About this task | Repeat the records below word for word.

Stored data entries |
<<<<

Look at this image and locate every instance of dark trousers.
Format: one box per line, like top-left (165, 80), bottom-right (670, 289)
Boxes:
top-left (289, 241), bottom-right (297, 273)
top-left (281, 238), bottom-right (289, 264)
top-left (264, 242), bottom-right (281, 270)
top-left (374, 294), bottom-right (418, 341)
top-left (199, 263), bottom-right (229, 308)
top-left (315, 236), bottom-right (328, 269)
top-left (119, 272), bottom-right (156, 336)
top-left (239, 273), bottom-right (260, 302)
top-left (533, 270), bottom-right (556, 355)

>>>>

Answer space |
Look at this image and locate every instance of dark trousers.
Format: one box per line, like top-left (165, 80), bottom-right (670, 289)
Boxes:
top-left (289, 241), bottom-right (297, 273)
top-left (281, 238), bottom-right (289, 264)
top-left (264, 242), bottom-right (281, 270)
top-left (374, 294), bottom-right (418, 341)
top-left (199, 263), bottom-right (229, 308)
top-left (315, 236), bottom-right (328, 269)
top-left (119, 272), bottom-right (156, 336)
top-left (239, 273), bottom-right (260, 302)
top-left (533, 270), bottom-right (556, 355)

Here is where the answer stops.